Copy out everything from the line containing "the man's short" down to the end of the items below, unchanged.

## start

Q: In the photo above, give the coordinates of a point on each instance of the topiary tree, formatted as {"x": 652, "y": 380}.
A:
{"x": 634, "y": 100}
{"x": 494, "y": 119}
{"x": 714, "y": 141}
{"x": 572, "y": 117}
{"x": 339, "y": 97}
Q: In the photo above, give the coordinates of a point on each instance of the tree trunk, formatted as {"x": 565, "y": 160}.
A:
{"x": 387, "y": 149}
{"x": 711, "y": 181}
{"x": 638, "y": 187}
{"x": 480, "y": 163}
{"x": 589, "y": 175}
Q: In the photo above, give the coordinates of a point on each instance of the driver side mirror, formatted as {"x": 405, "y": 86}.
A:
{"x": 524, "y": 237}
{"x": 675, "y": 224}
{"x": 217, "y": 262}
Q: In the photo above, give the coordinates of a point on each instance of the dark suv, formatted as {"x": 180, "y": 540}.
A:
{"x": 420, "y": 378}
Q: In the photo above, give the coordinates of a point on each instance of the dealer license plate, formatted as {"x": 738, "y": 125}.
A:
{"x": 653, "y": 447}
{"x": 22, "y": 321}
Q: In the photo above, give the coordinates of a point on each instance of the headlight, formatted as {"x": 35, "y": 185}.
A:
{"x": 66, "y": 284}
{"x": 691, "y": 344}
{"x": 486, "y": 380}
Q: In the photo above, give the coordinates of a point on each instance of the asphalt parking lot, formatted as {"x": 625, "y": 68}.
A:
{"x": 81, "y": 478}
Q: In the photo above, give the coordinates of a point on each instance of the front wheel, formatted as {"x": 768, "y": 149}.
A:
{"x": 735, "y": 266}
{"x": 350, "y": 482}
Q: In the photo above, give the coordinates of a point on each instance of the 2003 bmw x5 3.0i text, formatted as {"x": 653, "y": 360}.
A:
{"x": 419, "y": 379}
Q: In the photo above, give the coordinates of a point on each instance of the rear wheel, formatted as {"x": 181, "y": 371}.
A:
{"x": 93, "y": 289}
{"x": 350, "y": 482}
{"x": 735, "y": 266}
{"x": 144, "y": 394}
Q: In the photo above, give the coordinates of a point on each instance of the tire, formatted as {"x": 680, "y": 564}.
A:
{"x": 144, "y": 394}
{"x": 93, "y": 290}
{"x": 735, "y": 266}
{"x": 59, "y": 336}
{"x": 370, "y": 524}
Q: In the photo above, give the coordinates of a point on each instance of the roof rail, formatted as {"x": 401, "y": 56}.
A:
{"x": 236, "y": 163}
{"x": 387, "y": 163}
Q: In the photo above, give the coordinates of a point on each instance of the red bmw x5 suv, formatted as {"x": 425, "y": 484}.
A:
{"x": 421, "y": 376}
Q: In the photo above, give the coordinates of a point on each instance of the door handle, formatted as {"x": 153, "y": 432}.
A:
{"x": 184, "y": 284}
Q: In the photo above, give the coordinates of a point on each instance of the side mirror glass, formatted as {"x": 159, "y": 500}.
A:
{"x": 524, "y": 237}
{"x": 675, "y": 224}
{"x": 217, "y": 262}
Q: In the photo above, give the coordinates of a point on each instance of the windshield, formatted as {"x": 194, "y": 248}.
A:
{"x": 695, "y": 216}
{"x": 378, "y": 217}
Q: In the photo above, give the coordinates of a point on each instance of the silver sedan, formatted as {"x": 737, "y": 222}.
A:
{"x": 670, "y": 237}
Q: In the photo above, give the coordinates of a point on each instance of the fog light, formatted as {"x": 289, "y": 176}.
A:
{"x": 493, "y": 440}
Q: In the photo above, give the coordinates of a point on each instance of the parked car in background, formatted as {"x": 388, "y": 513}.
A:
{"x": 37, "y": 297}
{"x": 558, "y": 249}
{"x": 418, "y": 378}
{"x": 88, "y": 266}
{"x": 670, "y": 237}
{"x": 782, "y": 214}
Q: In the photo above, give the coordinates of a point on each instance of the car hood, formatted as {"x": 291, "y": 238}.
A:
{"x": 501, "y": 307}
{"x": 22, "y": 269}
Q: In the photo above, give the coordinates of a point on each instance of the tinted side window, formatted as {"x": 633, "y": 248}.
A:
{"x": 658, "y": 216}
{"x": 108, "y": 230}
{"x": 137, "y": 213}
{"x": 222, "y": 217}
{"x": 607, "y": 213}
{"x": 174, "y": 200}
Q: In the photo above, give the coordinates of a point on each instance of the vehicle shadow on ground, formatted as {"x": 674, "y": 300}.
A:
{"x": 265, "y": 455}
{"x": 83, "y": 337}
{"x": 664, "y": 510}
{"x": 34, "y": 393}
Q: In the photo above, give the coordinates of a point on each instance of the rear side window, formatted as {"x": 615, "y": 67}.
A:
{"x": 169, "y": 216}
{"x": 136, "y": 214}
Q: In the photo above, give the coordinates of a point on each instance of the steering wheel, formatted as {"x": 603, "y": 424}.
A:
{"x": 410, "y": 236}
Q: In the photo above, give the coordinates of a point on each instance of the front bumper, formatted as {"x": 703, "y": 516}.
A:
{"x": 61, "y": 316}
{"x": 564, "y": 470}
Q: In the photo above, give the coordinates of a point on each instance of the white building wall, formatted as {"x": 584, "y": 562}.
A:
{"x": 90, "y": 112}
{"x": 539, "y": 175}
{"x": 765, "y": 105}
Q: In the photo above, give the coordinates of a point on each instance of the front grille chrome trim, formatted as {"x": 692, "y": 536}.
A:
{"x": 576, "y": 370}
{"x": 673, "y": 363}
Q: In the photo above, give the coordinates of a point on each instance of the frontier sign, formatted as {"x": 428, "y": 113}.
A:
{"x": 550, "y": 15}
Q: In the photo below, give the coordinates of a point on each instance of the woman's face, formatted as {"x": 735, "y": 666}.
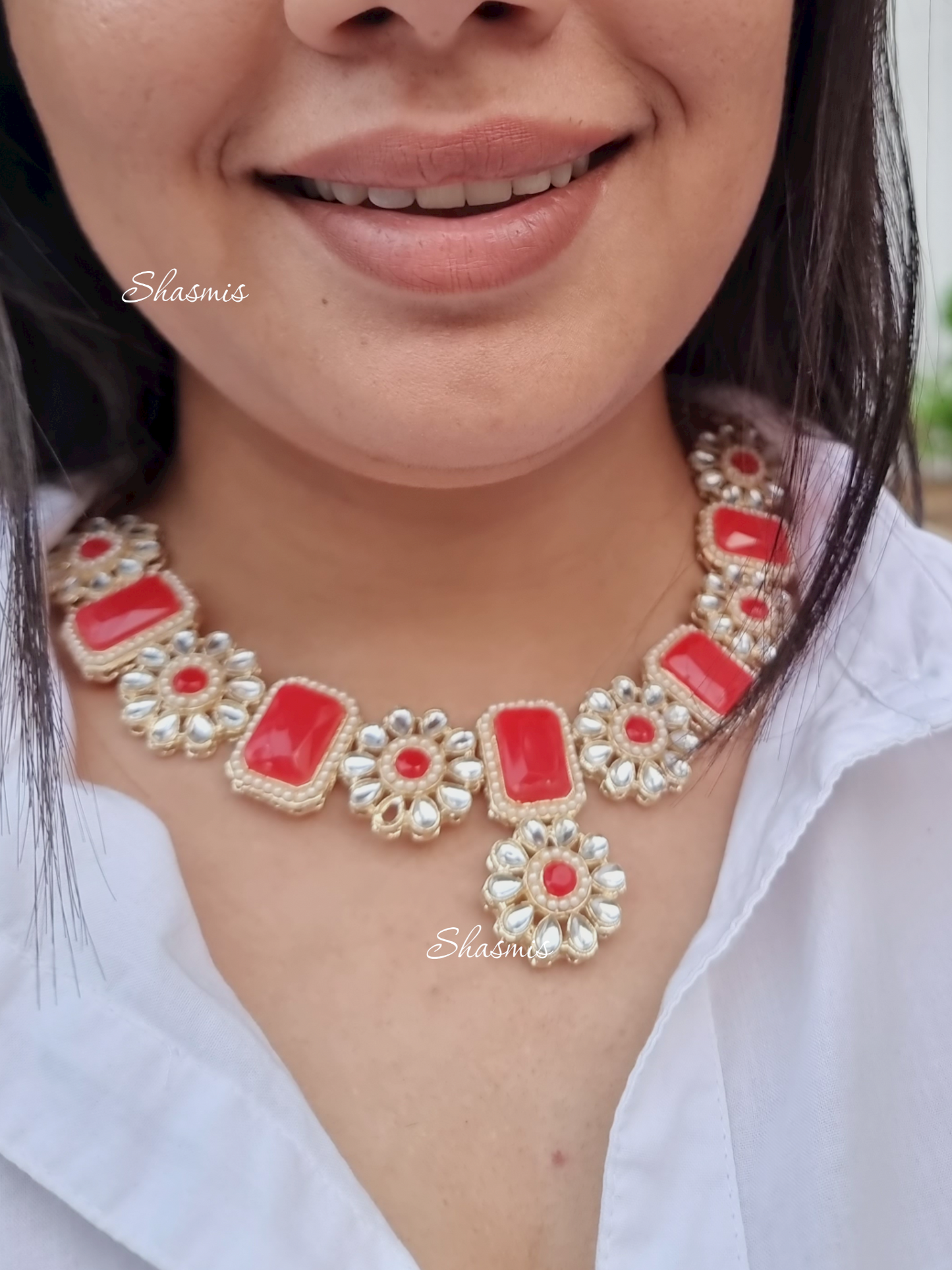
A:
{"x": 408, "y": 343}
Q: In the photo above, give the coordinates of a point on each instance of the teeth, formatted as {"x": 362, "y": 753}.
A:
{"x": 561, "y": 175}
{"x": 537, "y": 185}
{"x": 349, "y": 194}
{"x": 442, "y": 196}
{"x": 475, "y": 193}
{"x": 482, "y": 193}
{"x": 391, "y": 198}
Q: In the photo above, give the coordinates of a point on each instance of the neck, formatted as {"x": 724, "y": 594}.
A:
{"x": 545, "y": 585}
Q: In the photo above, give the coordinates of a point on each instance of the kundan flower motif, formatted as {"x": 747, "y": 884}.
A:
{"x": 413, "y": 775}
{"x": 635, "y": 741}
{"x": 735, "y": 465}
{"x": 101, "y": 556}
{"x": 745, "y": 619}
{"x": 553, "y": 889}
{"x": 190, "y": 694}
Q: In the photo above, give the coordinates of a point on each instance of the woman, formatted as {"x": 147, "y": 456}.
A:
{"x": 404, "y": 306}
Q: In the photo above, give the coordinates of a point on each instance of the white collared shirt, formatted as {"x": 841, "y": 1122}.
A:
{"x": 791, "y": 1111}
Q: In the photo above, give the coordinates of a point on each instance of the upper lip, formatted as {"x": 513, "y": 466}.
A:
{"x": 495, "y": 150}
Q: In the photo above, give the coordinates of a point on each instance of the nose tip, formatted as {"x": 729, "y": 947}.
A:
{"x": 341, "y": 26}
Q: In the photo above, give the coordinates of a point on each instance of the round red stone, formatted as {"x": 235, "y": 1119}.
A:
{"x": 745, "y": 461}
{"x": 639, "y": 730}
{"x": 756, "y": 608}
{"x": 559, "y": 878}
{"x": 412, "y": 764}
{"x": 93, "y": 548}
{"x": 190, "y": 678}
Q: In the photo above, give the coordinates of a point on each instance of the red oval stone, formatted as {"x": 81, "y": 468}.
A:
{"x": 190, "y": 678}
{"x": 130, "y": 611}
{"x": 412, "y": 764}
{"x": 639, "y": 730}
{"x": 745, "y": 461}
{"x": 293, "y": 738}
{"x": 93, "y": 548}
{"x": 559, "y": 878}
{"x": 531, "y": 747}
{"x": 756, "y": 608}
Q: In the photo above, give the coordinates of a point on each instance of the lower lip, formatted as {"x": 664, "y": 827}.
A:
{"x": 449, "y": 256}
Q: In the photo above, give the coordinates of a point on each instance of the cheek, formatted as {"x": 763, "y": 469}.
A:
{"x": 131, "y": 97}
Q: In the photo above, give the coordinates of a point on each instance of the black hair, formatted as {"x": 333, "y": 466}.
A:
{"x": 818, "y": 314}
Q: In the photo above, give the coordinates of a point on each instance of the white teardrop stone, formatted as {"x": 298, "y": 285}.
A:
{"x": 534, "y": 834}
{"x": 453, "y": 799}
{"x": 582, "y": 934}
{"x": 509, "y": 855}
{"x": 501, "y": 889}
{"x": 138, "y": 710}
{"x": 609, "y": 878}
{"x": 217, "y": 643}
{"x": 594, "y": 849}
{"x": 363, "y": 794}
{"x": 231, "y": 718}
{"x": 184, "y": 643}
{"x": 424, "y": 815}
{"x": 374, "y": 737}
{"x": 466, "y": 770}
{"x": 354, "y": 767}
{"x": 200, "y": 730}
{"x": 605, "y": 913}
{"x": 136, "y": 681}
{"x": 547, "y": 939}
{"x": 596, "y": 755}
{"x": 565, "y": 832}
{"x": 517, "y": 921}
{"x": 625, "y": 690}
{"x": 433, "y": 723}
{"x": 677, "y": 766}
{"x": 589, "y": 726}
{"x": 621, "y": 774}
{"x": 677, "y": 716}
{"x": 165, "y": 730}
{"x": 652, "y": 779}
{"x": 242, "y": 662}
{"x": 246, "y": 690}
{"x": 400, "y": 722}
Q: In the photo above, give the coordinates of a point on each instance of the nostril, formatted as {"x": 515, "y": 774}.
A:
{"x": 376, "y": 17}
{"x": 493, "y": 11}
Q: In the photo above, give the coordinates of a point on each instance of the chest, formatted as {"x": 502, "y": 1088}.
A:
{"x": 470, "y": 1095}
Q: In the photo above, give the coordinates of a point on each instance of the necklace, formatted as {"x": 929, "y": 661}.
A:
{"x": 553, "y": 887}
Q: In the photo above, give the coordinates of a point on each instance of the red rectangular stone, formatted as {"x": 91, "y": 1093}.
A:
{"x": 752, "y": 538}
{"x": 532, "y": 757}
{"x": 294, "y": 736}
{"x": 127, "y": 612}
{"x": 708, "y": 671}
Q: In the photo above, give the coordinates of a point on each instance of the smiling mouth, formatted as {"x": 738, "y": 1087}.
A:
{"x": 451, "y": 201}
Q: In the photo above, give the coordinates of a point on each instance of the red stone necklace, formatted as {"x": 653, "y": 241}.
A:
{"x": 553, "y": 887}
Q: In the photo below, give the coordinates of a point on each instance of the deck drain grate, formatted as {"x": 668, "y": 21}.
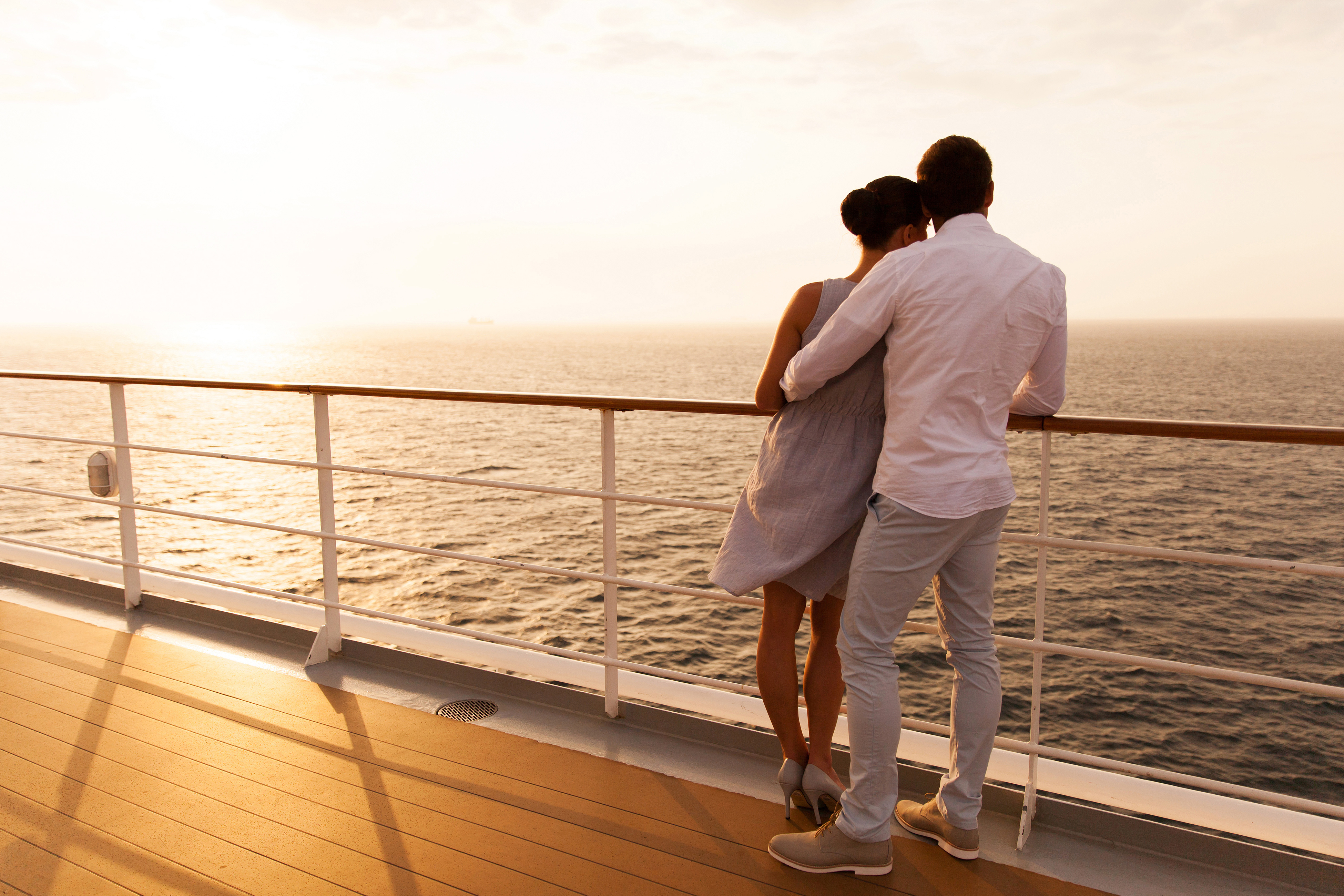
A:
{"x": 468, "y": 710}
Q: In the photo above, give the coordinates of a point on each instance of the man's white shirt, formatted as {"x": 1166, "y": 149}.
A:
{"x": 976, "y": 327}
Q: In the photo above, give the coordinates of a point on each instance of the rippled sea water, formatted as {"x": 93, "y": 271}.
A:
{"x": 1264, "y": 500}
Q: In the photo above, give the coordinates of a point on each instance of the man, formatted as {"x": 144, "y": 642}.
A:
{"x": 975, "y": 328}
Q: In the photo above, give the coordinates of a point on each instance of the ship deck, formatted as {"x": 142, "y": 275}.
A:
{"x": 135, "y": 766}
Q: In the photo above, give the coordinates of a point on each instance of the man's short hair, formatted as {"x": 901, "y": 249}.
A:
{"x": 954, "y": 176}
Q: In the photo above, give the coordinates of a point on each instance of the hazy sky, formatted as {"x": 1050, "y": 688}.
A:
{"x": 391, "y": 162}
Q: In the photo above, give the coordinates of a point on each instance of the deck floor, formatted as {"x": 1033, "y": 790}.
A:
{"x": 134, "y": 766}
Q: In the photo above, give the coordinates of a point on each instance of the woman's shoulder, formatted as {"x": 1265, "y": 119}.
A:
{"x": 804, "y": 305}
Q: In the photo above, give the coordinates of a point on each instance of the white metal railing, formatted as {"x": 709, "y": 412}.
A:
{"x": 330, "y": 631}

## end

## Output of the exercise
Q: In the photo above, give the coordinates of a point on each instance of the man's short hair, formatted as {"x": 901, "y": 249}.
A:
{"x": 954, "y": 176}
Q: In the photo above, give the coordinates of a point on each instance of the hazy sky, formatted as {"x": 1050, "y": 688}.
A:
{"x": 391, "y": 162}
Q: In the photo above, give the coordinates of a point on each instance of the deck floor, formatted as {"x": 1033, "y": 790}.
A:
{"x": 134, "y": 766}
Q: In the photo above, give the coordinates of a point on each instance of the woman's shoulder, formatted as {"x": 1265, "y": 119}.
A:
{"x": 804, "y": 305}
Q: In the photo above, give the coordinates of a point on each instance of the white metal railing, formatted as {"x": 709, "y": 412}.
A:
{"x": 330, "y": 631}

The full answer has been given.